● **DATA PROVIDED**

____

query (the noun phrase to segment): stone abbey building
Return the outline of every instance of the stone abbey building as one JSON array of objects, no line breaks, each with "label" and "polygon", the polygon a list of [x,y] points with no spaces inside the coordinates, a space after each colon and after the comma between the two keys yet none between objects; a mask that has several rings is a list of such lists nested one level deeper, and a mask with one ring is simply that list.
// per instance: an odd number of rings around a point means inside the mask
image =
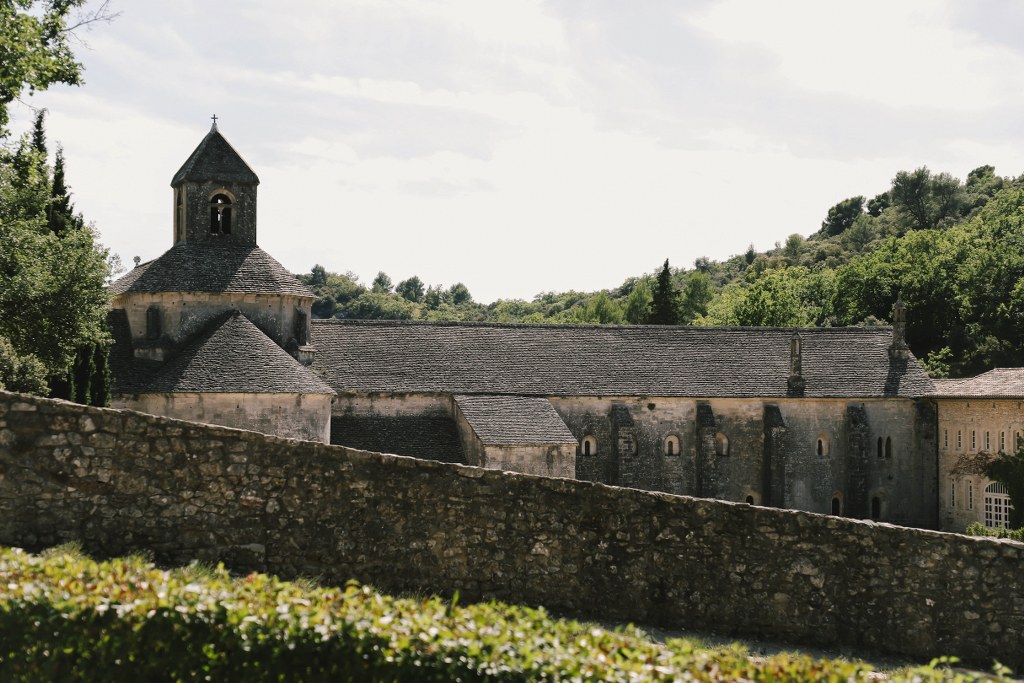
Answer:
[{"label": "stone abbey building", "polygon": [[892,328],[312,320],[313,294],[257,246],[258,184],[216,125],[174,175],[173,245],[111,287],[115,407],[755,505],[952,521],[940,515],[939,404],[904,343],[901,304]]}]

____

● **WHAT YOU HAVE TO DO**
Copy each line from the data that features the string "mask".

● **FINISHED TASK**
Return the outline of every instance of the stone abbey building as one JSON array of objects, no line breaks, each with "label" and "polygon", the polygon a list of [x,y] points with no spaces inside the coordinates, a space after each colon and after the comma between the two keys yet none between objects; a mask that has several rings is a list of such lists nested one level deeper, and a mask with one ring is simply that list.
// per instance: an odd number of rings around a point means inside the mask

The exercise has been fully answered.